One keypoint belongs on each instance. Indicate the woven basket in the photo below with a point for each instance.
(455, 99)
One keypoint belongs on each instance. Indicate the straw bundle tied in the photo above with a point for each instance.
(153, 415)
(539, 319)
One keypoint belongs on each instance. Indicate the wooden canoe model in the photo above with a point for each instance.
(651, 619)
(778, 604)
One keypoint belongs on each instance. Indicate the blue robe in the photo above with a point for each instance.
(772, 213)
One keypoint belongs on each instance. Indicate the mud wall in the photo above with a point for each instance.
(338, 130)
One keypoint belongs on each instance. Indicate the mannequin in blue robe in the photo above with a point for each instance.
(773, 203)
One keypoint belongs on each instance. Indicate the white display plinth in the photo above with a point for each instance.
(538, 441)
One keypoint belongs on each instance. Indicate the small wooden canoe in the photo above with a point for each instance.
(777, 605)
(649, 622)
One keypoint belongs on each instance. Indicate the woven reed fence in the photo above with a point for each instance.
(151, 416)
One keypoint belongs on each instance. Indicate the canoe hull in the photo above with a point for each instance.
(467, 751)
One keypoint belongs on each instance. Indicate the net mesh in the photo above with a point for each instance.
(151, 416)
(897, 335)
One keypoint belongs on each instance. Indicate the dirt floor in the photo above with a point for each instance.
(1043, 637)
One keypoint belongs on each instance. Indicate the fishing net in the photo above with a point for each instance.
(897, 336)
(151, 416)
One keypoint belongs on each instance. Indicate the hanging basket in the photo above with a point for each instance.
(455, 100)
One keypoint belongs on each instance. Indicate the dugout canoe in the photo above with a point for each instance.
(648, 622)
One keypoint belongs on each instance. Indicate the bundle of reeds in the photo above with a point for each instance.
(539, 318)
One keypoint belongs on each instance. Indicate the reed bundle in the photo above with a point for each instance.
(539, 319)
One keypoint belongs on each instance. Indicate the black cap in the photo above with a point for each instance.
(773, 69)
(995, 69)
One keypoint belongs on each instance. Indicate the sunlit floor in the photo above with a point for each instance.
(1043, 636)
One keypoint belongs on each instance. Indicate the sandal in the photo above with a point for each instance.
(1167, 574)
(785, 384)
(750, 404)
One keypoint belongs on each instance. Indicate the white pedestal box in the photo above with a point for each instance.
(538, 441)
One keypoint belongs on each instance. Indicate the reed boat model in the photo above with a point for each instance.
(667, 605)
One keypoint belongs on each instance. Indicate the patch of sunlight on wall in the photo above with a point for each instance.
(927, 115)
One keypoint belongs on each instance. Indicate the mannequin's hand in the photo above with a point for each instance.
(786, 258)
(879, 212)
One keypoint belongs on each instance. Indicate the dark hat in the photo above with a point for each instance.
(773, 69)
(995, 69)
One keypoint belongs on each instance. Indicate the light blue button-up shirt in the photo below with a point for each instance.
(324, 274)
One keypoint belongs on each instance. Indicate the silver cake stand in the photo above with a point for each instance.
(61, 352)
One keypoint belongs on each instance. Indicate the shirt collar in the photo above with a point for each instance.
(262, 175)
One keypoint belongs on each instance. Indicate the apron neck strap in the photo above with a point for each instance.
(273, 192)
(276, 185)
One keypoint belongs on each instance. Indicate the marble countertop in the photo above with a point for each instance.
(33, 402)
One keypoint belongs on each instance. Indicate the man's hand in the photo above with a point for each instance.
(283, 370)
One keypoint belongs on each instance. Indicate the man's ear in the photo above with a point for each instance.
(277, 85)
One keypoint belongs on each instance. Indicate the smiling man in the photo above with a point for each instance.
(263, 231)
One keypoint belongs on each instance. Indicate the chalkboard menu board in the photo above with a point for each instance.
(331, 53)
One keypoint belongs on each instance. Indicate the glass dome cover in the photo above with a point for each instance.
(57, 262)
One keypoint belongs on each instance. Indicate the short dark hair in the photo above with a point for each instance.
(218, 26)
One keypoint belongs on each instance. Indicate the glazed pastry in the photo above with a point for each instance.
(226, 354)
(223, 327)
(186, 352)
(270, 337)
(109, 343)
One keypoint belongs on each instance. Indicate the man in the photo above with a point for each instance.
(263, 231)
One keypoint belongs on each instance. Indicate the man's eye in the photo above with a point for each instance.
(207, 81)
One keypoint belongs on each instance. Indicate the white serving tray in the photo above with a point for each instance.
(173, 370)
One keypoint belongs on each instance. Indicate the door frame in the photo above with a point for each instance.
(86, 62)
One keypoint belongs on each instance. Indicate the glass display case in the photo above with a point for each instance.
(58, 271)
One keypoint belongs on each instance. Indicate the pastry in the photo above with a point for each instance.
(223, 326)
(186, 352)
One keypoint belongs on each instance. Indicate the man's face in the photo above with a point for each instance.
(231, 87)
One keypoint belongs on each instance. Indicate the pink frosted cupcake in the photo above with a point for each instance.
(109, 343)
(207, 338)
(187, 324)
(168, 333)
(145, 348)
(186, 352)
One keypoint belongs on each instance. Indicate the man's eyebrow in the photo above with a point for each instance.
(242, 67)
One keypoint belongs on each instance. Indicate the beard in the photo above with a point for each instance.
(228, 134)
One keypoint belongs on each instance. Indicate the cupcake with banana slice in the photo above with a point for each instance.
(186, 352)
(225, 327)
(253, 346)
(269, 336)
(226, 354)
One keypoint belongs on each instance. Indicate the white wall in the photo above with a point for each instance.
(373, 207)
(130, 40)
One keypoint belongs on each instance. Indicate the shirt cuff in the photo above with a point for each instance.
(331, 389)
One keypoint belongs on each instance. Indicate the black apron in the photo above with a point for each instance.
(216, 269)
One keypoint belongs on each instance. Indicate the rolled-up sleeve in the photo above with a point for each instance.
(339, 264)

Task instructions:
Restate the whole listing exactly.

Solution:
One keypoint belongs on each instance. Indicate the woven basket in the photo below with a point for each instance.
(455, 99)
One keypoint belongs on each instance. Indicate the straw bundle tied in the photo above with a point for each instance.
(153, 415)
(539, 319)
One keypoint belongs on each instance. Indicate the wooden canoe model in the photo above with a point for each instance.
(651, 619)
(778, 604)
One keypoint belongs on each instance. Indicate the blue robe in the photo above with a point for each instance.
(772, 213)
One keypoint belongs on each instance. Indicate the mud wall in the photo above with a point for each instance.
(338, 130)
One keypoint belongs on each instance. Indicate the mannequin in blue robe in the photo above with a point for each instance.
(773, 203)
One keypoint belongs on each instance. Indicate the white display plinth in the photo above with a point for each instance.
(538, 441)
One keypoint belongs on each instance. Indicate the small wooden canoe in the photo above with a point for each instance.
(777, 605)
(649, 622)
One keypoint belongs on each instance. Indicate the woven reed fence in the photo above with a point for each instance.
(151, 416)
One keypoint belongs on each instance. Indicate the canoe hull in the photo above with a point for each instance.
(467, 751)
One keypoint belongs on each instance. Indicate the net mesh in the photo above with a point for each instance.
(151, 416)
(897, 335)
One keypoint belongs on each instance. Indicate the dirt floor in the photo above with a point for each instance.
(1043, 637)
One keypoint belongs on each instance. Indicate the fishing net in the photo above with a point for each instance.
(897, 336)
(151, 416)
One keypoint belongs on each instance. Indicate the hanging basket in the photo above with a point for each instance.
(455, 100)
One keypoint belongs on each instance. Indicate the dugout canoe in the photo above with a point for each instance.
(648, 622)
One keypoint belongs on each instance. Indicate the bundle of reeds in the photo above with a point for each instance.
(539, 318)
One keypoint belongs on each instance. Indicate the reed bundle in the photo above with a point for each instance.
(539, 319)
One keypoint belongs on each instance. Indicate the black cap in the photo above with a point for each instance.
(773, 69)
(995, 69)
One keypoint belongs on each instance. Indicate the sunlit floor in the photo above with a point for each instance.
(1043, 636)
One keypoint belongs on each instance. Indicate the sandal in the photo above with a point for each instance.
(1167, 574)
(785, 384)
(750, 404)
One keypoint belongs on each instance. Indicate the white pedestal box in the photo above with a point for each instance.
(538, 441)
One keypoint belongs on each instance. Indicate the reed boat model in the photo above with a point for each instance.
(667, 605)
One keypoint belongs on each instance. Indicate the patch of sunlight on wall in the photo above with a point for each instance.
(927, 115)
One keypoint belongs on each instance. Indicate the mannequin's hand in the photo above with a point for each instance.
(786, 258)
(879, 212)
One keypoint belongs on each instance. Indicate the dark hat in the photo above with a point for each instance.
(773, 69)
(995, 69)
One keypoint belongs on each instance. Indicate the light blue button-up shirt in the photo below with a point for each instance.
(324, 274)
One keypoint belongs on each instance. Indicate the silver cake stand in the photo above with a point for each instance.
(61, 352)
One keypoint belongs on each instance. Indicate the shirt collar in the photo above with a point for each instance.
(262, 175)
One keypoint belongs on each instance. Indicate the apron neck strap in the photo above with a point for each instance.
(273, 192)
(276, 185)
One keypoint belongs on each instance. Indicate the marble countertop in the photo above with a point for each instance.
(33, 402)
One keypoint belongs on each instance. Indicate the man's hand in the photo above with a point for each instance.
(283, 370)
One keypoint belongs on each instance. Indicate the man's ear in the photo above with a point for each instance.
(277, 85)
One keypoint belongs on each instance. Indicate the smiling man in the photo above with a point for each instance.
(263, 231)
One keypoint belongs on each instance. Indicate the chalkboard menu board in the photo above with a point for each instance.
(331, 53)
One keypoint belongs on each instance. Indicate the glass dome cover in the photo above with a point for each instance.
(57, 262)
One keypoint belongs on each instance. Indicate the short dark hair in the photo above with a point for each instance.
(218, 26)
One keypoint belongs on each instance. Indicate the glazed pastry in the photo above with a point for each instance.
(226, 354)
(223, 327)
(186, 352)
(270, 337)
(109, 343)
One keypoint belongs on each instance. Indicate the man in the photo above with a point for each instance.
(263, 231)
One keypoint belongs on each instance. Indicate the man's eye in the photo above with a point for each instance.
(207, 81)
One keypoint belongs on each instance. Indicate the white serving tray in the photo above with a point for each instance.
(173, 370)
One keypoint belongs on each instance. Indicate the door frame in the photo above with a point for each instance.
(86, 62)
One keypoint belongs on each instance. Indicate the glass display case in the photo above with a point for each instance.
(58, 271)
One keypoint belongs on each instance. Indicate the pastry in the photo above with a point for each instance.
(223, 326)
(186, 352)
One keypoint belongs on each instance. Indicate the man's face in the photo above with a point for each instance.
(231, 87)
One keypoint belongs on each instance. Indicate the pink frosted cupcake in the photo above with a point for each instance.
(109, 343)
(207, 338)
(187, 324)
(168, 333)
(145, 348)
(186, 352)
One keypoint belongs on each instance. Indicate the man's eyebrow in the photo above with a point for each instance.
(242, 67)
One keypoint belongs on each instance. Indicate the beard in the photo above with a point for each instance.
(228, 134)
One keypoint belongs on each instance. Indicate the cupcake with banana slice in the photo above with a point for each instance.
(186, 352)
(225, 327)
(253, 346)
(269, 336)
(226, 354)
One keypoint belongs on each instance. Indicate the white wall in the photo above with a point for each instance.
(373, 207)
(130, 40)
One keypoint belongs on each instance. Indicate the shirt cuff in the photo above with a point for each instance.
(331, 389)
One keypoint belongs on each instance. Indicate the black apron in the photo above with a point for each instance.
(216, 269)
One keypoint belongs on each instance. Indicate the rolled-up sleeve in the photo above with a point for each instance.
(339, 264)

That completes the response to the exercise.